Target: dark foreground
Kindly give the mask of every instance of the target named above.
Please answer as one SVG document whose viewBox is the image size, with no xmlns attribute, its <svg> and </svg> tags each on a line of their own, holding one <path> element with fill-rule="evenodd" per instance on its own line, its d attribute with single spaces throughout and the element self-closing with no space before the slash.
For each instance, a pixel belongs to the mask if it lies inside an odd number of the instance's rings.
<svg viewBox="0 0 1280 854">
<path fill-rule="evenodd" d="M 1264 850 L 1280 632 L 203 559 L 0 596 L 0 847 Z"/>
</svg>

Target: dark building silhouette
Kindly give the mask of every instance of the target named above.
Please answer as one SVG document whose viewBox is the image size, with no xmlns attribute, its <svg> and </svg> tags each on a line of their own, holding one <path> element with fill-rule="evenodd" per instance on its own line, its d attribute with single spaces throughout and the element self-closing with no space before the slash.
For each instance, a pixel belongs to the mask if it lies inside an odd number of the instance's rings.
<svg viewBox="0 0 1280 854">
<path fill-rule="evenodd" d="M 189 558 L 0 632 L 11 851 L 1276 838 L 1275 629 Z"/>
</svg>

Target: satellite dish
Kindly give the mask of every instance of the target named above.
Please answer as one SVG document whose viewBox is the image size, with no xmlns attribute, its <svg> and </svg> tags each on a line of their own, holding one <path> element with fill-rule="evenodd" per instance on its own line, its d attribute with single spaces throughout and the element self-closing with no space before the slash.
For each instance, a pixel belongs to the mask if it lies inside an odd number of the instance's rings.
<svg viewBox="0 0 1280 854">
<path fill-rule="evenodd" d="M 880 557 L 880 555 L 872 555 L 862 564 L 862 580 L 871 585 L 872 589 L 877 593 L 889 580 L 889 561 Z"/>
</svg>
===
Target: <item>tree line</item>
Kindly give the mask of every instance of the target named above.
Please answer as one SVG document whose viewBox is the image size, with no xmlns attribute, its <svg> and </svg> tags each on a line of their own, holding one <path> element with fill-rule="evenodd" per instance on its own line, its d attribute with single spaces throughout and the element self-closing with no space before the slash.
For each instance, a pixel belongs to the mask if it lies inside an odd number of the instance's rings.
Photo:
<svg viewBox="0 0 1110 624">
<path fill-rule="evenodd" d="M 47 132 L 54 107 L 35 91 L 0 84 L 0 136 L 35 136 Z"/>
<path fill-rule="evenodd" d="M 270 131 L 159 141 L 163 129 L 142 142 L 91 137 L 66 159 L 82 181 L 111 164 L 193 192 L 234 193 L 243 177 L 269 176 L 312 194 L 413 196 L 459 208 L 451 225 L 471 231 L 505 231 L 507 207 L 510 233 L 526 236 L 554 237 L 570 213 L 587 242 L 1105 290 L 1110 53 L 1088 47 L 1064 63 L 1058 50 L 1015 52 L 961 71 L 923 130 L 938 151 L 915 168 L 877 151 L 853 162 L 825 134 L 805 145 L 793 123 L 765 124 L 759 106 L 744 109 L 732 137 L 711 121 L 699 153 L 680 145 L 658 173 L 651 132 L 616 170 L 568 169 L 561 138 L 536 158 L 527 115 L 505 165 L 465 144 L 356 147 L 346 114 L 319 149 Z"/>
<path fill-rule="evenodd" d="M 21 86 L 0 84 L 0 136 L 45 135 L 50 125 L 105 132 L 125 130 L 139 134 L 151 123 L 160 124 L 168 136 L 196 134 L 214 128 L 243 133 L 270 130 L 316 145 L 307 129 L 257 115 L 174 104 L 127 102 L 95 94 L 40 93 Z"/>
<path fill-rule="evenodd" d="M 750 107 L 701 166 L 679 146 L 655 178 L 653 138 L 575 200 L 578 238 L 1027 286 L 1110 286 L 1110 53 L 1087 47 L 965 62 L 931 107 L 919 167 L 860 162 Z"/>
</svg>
===
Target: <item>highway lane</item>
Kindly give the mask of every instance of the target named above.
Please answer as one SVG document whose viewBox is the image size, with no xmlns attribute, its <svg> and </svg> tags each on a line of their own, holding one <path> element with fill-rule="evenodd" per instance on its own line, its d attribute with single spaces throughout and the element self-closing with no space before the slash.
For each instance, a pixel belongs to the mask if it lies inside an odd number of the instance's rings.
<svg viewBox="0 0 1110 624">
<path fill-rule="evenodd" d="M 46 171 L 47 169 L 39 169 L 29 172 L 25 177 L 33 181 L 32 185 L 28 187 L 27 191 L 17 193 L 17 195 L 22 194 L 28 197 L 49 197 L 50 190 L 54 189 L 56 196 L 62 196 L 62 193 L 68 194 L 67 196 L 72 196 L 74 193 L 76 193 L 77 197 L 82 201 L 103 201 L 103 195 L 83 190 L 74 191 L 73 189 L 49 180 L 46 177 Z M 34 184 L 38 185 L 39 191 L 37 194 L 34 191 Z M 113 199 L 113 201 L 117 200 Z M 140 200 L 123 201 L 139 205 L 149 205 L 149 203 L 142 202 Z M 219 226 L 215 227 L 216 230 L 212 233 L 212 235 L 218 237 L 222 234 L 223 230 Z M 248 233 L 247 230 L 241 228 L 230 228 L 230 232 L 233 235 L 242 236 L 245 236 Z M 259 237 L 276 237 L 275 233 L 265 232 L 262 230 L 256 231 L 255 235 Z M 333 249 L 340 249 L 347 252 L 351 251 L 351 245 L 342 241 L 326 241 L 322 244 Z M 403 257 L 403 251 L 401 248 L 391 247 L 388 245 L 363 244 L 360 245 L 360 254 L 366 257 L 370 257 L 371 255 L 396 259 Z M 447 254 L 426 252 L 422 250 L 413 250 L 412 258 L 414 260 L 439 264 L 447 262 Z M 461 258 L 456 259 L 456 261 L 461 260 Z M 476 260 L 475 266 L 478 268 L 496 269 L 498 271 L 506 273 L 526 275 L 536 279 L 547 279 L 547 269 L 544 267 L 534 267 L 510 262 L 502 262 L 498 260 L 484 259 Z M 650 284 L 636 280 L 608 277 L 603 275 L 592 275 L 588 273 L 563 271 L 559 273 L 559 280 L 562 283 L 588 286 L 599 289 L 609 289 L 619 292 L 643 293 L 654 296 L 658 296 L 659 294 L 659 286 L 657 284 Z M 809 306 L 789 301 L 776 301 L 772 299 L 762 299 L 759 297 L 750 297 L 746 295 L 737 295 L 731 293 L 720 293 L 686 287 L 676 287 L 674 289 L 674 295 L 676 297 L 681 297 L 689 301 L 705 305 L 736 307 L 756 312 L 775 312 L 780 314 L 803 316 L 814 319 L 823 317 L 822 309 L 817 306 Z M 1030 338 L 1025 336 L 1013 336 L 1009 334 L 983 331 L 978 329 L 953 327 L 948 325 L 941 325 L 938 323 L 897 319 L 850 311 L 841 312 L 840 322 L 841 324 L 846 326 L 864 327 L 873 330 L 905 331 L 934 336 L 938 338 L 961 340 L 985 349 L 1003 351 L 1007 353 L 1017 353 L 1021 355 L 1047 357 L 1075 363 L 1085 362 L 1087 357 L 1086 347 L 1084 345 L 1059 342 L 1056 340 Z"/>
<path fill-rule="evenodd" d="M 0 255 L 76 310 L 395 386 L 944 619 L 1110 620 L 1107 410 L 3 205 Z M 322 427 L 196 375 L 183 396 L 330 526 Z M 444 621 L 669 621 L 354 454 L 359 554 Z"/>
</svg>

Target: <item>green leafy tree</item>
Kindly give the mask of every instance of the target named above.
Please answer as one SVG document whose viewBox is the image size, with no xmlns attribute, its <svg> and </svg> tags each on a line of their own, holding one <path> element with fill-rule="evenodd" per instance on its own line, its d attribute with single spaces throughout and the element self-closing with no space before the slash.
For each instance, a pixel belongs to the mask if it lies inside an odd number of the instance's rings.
===
▸ Required work:
Return all lines of the material that have "dark" in them.

▸ Task solution:
Target: dark foreground
Target: dark building silhouette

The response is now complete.